S & M Properties Limited v MBA Construction Limited [2023] KEHC 3952 (KLR) | Arbitration Agreements | Esheria

S & M Properties Limited v MBA Construction Limited [2023] KEHC 3952 (KLR)

Full Case Text

S & M Properties Limited v MBA Construction Limited (Commercial Appeal E022 of 2022) [2023] KEHC 3952 (KLR) (Commercial and Tax) (5 May 2023) (Judgment)

Neutral citation: [2023] KEHC 3952 (KLR)

Republic of Kenya

In the High Court at Nairobi (Milimani Law Courts)

Commercial and Tax

Commercial Appeal E022 of 2022

A Mabeya, J

May 5, 2023

Between

S & M Properties Limited

Appellant

and

MBA Construction Limited

Respondent

(Being an Appeal from the whole of the Ruling of the Hon. D.M Kivuti Principal Magistrate delivered on 4/2/2022 in Civil Suit No. E1473 of 2021 at the Chief Magistrate’s Court at Nairobi)

Judgment

1. The respondent filed the lower court suit against the appellant seeking payment of Kshs. 3,930,111/= and interest from 13/6/2018 until payment in full.

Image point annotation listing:
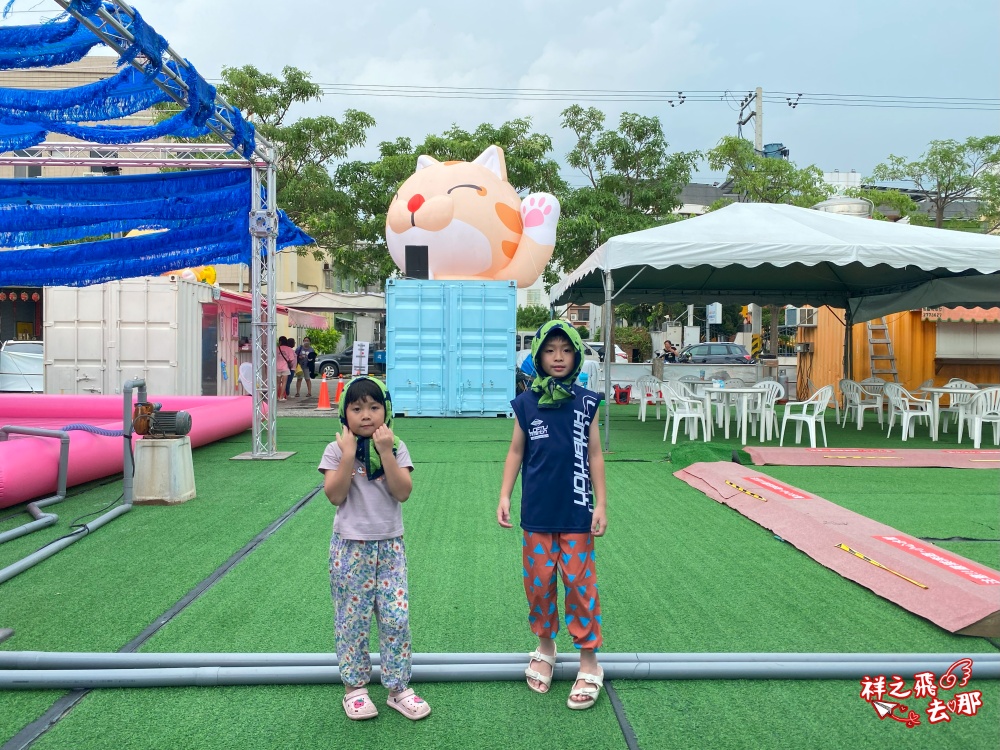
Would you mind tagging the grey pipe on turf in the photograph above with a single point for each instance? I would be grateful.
(280, 675)
(116, 660)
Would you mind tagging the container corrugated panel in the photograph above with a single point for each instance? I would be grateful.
(450, 347)
(98, 337)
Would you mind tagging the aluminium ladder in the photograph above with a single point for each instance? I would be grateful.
(883, 364)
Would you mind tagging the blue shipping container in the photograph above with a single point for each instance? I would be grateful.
(450, 347)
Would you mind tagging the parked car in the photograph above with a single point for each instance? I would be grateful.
(620, 355)
(715, 353)
(334, 365)
(21, 367)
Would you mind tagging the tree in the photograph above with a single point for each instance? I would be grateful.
(532, 317)
(632, 182)
(948, 172)
(764, 180)
(368, 187)
(305, 148)
(892, 202)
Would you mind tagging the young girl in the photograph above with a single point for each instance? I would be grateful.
(556, 448)
(285, 362)
(367, 477)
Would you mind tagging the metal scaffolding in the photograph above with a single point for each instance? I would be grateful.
(112, 25)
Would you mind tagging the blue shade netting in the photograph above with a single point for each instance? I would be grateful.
(202, 217)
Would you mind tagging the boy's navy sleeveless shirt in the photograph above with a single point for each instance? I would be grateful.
(556, 495)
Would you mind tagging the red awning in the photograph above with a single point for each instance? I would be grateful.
(296, 318)
(961, 314)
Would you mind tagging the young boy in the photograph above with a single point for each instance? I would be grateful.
(367, 477)
(556, 448)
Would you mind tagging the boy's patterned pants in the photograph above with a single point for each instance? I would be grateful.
(573, 556)
(368, 577)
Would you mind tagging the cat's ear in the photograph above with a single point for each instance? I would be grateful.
(426, 161)
(492, 159)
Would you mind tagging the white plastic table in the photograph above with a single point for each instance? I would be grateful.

Exercise goal
Continue the court judgment in the appeal of S & M Properties Limited against MBA Construction Limited, picking up after its first numbered paragraph. The listing plays no part in what is asked here.

Reply
2. The appellant responded by filing the application dated 6/4/2021 seeking orders that the dispute be referred to arbitration in accordance with clause 45 of the agreement dated 7/2/2017.

3. The respondent opposed the application and the parties filed written submissions. Vide a ruling dated 4/2/2022, the trial court dismissed the application.

4. The appellant was aggrieved by that decision and filed the instant appeal vide the memorandum of appeal dated 1/3/2022 seeking to set aside the said ruling and have its application in the court below allowed.

5. The appeal was based on 5 grounds, the main being that the trial court erred in failing to consider the clause 45 of the contract between the parties. It was also contended that the trial court applied wrong principles, failed to consider the evidence on record, misapplied the law on separability and autonomy of an arbitration clause, and misinterpreted the law in finding that the appellant did not ably demonstrate that the dispute ought to be referred to arbitration.

6. The appeal was canvassed by way of written submissions. Those of the appellants were dated 16/5/2022 whereas those of the respondent were dated 24/5/2022. This Court has considered those submissions alongside together with entire record.

7. The main issue for determination is whether the lower court’s ruling ought to be set aside and the dispute between the parties referred to arbitration.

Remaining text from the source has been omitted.